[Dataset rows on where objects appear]
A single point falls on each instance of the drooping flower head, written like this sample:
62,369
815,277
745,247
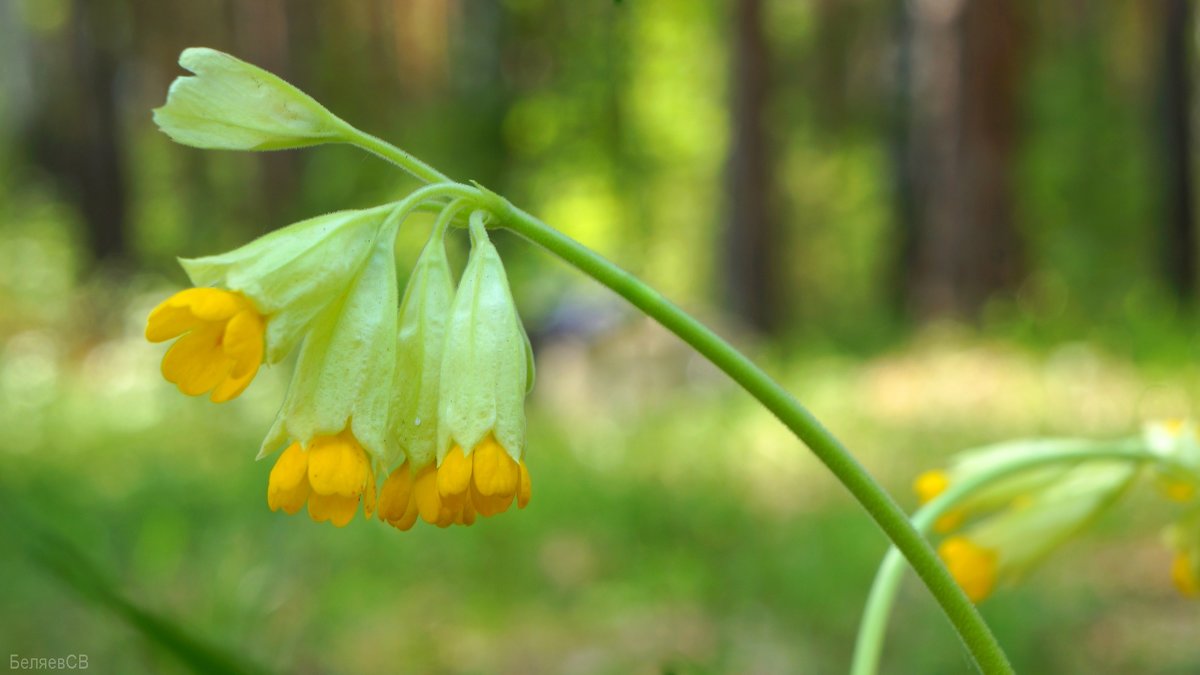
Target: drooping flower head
420,344
255,303
220,344
486,371
335,414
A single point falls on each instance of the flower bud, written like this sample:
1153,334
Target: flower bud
231,105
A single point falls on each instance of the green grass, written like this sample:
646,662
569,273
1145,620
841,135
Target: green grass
673,527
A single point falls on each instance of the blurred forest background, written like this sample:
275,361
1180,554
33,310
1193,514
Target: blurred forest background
941,222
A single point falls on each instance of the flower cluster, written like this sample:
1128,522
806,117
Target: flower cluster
427,389
1001,530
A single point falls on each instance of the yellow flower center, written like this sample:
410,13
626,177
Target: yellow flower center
221,346
483,483
1183,574
930,484
972,566
331,476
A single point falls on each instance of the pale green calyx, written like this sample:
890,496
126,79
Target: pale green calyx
487,365
231,105
1035,524
346,369
294,273
420,341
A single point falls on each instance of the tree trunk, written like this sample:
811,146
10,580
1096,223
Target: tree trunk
1180,239
750,233
95,165
960,246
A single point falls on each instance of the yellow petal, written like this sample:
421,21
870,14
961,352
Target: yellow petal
243,345
972,566
408,519
168,321
425,494
369,499
490,506
1185,577
930,484
337,466
210,304
196,363
288,484
334,508
526,489
397,491
454,475
495,472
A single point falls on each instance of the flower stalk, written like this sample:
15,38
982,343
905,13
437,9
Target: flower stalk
873,628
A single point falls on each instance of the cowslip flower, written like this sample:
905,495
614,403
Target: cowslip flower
1009,543
231,105
251,305
220,344
1179,478
486,371
334,418
420,340
933,483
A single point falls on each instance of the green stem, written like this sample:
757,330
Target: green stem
393,154
966,620
987,652
869,645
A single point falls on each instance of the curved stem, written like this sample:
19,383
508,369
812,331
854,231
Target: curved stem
987,652
389,153
967,622
869,645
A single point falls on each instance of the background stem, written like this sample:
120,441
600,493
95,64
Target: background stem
972,629
966,620
869,645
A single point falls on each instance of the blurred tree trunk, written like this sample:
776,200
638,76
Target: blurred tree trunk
750,234
960,245
1180,240
87,150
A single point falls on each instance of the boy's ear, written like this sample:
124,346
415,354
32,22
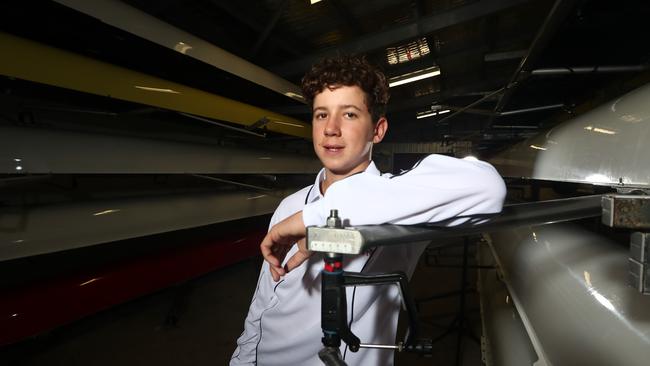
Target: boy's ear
380,130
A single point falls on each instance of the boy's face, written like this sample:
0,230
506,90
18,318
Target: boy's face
343,131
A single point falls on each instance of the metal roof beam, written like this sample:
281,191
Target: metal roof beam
401,33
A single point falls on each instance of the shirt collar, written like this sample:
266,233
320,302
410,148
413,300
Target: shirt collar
314,193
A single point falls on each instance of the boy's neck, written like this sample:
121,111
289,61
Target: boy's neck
331,177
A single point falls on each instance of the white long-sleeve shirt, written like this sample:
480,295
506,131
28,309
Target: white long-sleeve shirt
283,323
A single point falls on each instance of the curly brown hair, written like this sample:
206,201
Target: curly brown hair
349,71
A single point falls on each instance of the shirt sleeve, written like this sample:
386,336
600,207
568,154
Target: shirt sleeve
438,189
246,351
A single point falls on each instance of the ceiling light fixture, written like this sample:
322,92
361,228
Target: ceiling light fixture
431,113
428,72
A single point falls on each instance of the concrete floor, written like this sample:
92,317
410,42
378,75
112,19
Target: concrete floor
198,323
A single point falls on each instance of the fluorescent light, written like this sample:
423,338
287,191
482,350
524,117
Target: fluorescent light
296,96
431,113
105,212
600,130
414,76
182,47
425,115
288,124
148,88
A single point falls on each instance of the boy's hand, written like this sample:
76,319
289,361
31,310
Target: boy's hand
279,240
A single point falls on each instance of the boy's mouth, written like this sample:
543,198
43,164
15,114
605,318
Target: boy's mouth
333,148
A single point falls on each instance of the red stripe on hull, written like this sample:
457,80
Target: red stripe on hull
39,307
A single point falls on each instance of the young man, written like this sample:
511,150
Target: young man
348,98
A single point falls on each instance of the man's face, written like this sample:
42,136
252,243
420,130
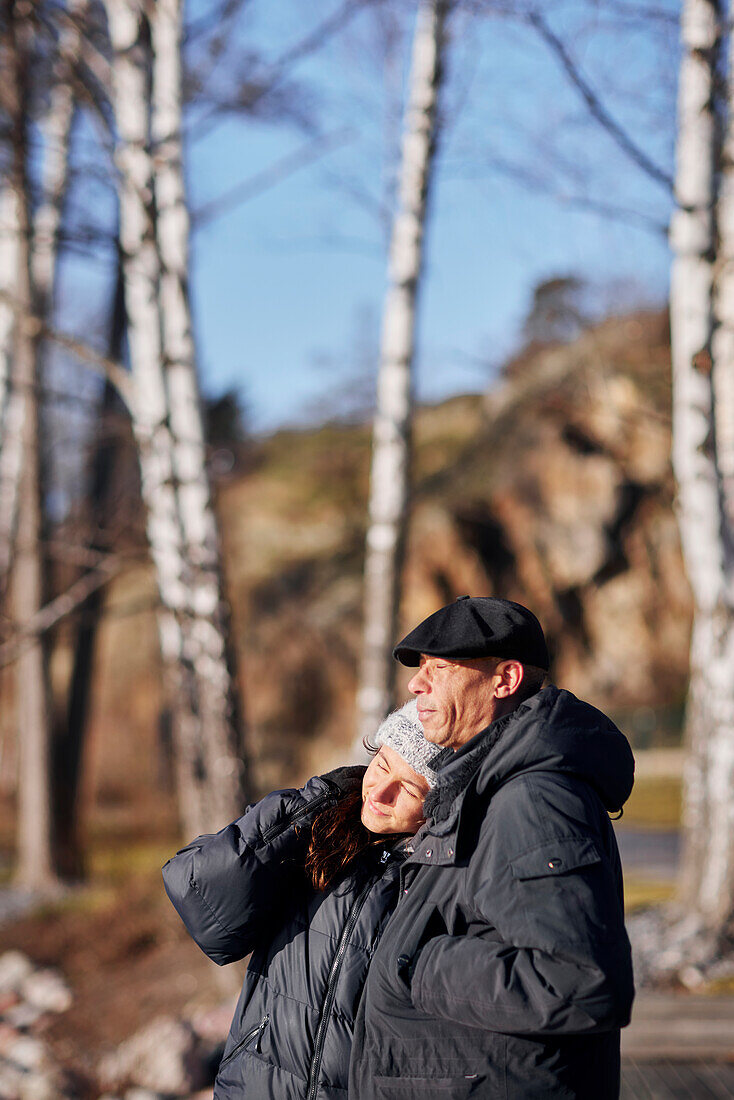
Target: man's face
456,699
392,794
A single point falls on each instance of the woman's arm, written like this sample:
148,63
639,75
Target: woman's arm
229,887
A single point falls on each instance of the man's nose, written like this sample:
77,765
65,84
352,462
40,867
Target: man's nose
417,683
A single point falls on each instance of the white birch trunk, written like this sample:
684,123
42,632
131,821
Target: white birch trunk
56,129
207,626
391,447
130,97
708,870
207,773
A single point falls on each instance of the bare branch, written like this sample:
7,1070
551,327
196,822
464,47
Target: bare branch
58,608
281,169
35,327
596,108
533,182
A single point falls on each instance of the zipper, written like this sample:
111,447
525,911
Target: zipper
331,989
282,826
254,1031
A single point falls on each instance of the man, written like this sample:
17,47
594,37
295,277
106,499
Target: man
505,969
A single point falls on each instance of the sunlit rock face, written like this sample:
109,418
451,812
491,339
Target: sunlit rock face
555,490
566,503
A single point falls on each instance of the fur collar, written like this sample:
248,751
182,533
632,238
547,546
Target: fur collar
456,773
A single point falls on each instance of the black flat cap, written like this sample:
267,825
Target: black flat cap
477,626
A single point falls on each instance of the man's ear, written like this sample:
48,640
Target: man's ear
511,674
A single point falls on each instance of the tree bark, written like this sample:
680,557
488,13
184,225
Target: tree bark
391,448
207,612
13,398
70,735
208,776
700,454
34,867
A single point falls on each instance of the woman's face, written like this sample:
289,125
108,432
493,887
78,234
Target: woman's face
392,794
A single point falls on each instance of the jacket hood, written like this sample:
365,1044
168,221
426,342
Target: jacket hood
552,730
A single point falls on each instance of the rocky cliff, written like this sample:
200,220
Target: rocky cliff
555,490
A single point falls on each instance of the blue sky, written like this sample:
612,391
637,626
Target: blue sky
287,286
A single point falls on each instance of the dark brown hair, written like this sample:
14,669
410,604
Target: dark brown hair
338,838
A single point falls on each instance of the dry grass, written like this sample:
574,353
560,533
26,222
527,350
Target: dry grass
655,803
639,892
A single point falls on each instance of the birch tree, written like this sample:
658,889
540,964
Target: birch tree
391,448
207,614
702,329
34,868
166,417
12,397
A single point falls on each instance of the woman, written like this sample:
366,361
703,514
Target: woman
306,880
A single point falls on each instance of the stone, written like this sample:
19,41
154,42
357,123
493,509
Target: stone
10,1080
14,968
46,990
26,1052
164,1057
22,1015
43,1086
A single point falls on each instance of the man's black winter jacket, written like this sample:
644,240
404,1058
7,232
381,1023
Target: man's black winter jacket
505,970
244,890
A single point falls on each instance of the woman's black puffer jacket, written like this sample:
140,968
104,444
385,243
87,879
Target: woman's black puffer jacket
244,890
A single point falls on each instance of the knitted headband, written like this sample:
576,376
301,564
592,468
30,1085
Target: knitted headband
402,732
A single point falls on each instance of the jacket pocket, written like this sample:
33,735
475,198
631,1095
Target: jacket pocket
447,1088
252,1038
556,857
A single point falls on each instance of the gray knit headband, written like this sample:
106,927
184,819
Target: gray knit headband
402,732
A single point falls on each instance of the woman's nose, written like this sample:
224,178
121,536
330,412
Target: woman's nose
384,791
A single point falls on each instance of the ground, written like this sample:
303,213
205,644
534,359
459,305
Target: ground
124,953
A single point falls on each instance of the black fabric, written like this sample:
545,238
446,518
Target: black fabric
474,627
244,890
505,969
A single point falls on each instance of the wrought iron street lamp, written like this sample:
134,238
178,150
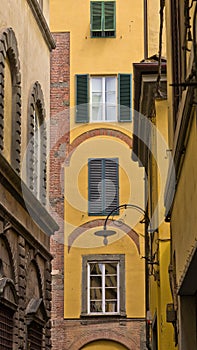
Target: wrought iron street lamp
105,233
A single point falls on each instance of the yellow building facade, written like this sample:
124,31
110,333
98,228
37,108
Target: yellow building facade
181,184
104,285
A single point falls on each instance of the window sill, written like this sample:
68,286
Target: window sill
104,316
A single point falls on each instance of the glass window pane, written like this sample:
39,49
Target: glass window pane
95,306
96,281
96,84
111,306
110,84
97,112
111,281
111,268
110,113
111,293
96,293
96,269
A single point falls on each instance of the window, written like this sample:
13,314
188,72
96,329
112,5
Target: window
103,98
37,145
103,19
103,186
103,285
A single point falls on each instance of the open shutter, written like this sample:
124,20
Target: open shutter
111,186
96,16
109,15
82,101
95,185
125,97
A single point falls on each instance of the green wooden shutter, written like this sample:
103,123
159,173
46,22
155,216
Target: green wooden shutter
125,97
111,185
103,186
82,98
95,176
96,15
109,15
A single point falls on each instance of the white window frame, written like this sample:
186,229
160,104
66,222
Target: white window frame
104,312
103,99
37,154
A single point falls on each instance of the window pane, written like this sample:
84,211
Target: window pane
110,98
96,294
111,293
95,306
110,84
96,84
110,113
96,99
96,281
111,268
110,281
96,269
111,306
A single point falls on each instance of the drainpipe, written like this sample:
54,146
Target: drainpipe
147,253
145,30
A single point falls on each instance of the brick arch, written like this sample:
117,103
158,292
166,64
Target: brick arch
97,132
36,100
102,335
100,222
9,50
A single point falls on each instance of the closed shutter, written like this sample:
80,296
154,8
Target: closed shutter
111,189
103,19
103,186
82,105
96,15
109,15
125,97
95,186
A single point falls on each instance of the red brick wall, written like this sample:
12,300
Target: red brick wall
60,138
74,334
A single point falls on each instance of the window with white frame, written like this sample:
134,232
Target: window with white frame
103,98
103,285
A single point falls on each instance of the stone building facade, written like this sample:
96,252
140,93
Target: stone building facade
25,222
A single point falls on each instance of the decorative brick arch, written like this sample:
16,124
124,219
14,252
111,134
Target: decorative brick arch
36,101
100,222
102,335
9,50
94,133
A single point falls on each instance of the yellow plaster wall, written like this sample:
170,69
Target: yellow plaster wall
99,55
160,294
76,207
134,274
183,221
76,179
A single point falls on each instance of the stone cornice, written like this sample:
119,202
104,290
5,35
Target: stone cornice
41,21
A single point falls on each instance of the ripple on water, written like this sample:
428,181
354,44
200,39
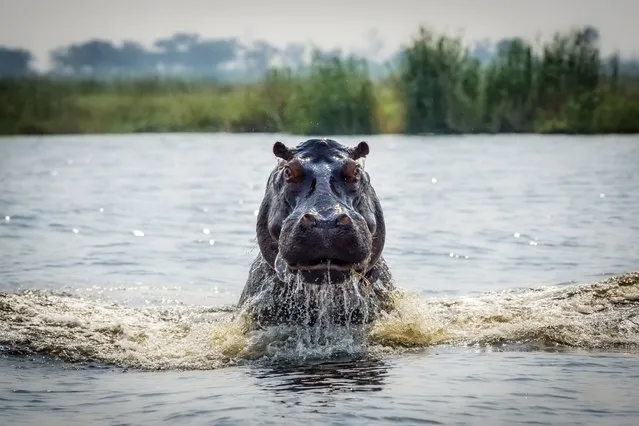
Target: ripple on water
597,316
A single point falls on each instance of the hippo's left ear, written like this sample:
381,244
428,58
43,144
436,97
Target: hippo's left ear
361,150
282,151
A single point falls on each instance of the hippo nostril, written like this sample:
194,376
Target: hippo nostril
343,219
308,220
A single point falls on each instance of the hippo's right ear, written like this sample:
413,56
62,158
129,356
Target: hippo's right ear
281,151
361,150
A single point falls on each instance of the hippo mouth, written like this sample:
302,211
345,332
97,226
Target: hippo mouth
333,270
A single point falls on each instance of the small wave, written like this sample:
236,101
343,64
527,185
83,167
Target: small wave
603,315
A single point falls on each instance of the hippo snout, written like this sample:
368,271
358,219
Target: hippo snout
313,220
335,242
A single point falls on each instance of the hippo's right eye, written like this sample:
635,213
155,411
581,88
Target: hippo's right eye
293,172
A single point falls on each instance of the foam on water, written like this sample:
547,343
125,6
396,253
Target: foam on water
603,315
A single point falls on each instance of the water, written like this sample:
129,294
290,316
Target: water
121,258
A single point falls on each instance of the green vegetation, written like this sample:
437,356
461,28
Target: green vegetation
438,87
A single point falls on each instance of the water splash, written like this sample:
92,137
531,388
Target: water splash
602,315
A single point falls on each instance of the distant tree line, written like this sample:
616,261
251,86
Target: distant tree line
189,55
436,84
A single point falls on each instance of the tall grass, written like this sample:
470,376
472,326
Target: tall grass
438,88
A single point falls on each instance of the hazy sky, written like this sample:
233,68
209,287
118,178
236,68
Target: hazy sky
40,25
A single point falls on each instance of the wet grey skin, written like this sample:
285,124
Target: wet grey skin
320,230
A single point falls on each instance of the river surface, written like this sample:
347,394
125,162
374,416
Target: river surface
121,259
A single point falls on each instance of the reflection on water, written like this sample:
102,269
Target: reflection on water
351,375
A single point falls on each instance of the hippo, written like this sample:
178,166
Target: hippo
321,233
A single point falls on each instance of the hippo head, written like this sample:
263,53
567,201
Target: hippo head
320,216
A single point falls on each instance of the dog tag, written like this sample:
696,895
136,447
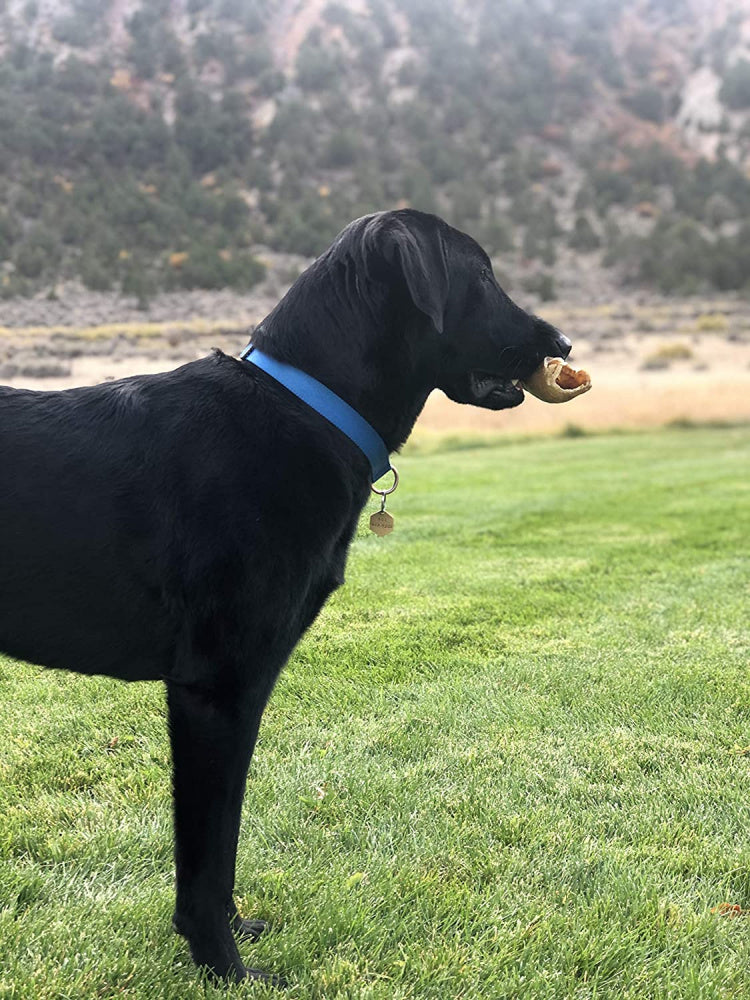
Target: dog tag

■ SET EXERCISE ■
Please quote the records above exactly, beginning at the line that contains "water splash, written" and ending at their last line. Leave the pictures out.

■ WRITTEN REPLY ■
A single point falls on each instance of the water splash, written like this sample:
92,137
531,388
Target: water splash
602,315
A single point falls on each instance of the distant tree line, written like this sample:
616,261
251,86
Target: distant tree line
189,55
436,84
A single point falls on each instance of the tall grass, written like this sample:
470,376
472,326
Target: tall grass
438,88
A single point falls on each instance of the hazy sky, written like this sample:
233,68
209,287
118,178
236,68
Target: hazy sky
40,25
A single point falls on each instance of the wet grey skin, written like this sample:
285,124
Target: wet grey skin
320,230
A single point falls on each instance of the river surface, written like this sample:
347,394
125,162
374,416
Target: river surface
121,259
A single point falls on each instance of the reflection on water, written like this sample:
102,269
Target: reflection on water
351,375
A single point falls on each instance of the hippo, written like this sample:
178,166
Target: hippo
321,233
A single point falls on each instance of the hippo head, written like this sample:
263,53
567,201
Target: hippo head
320,216
A single point falls on each instance of the dog tag, written like this sample:
696,895
136,447
Target: dog tag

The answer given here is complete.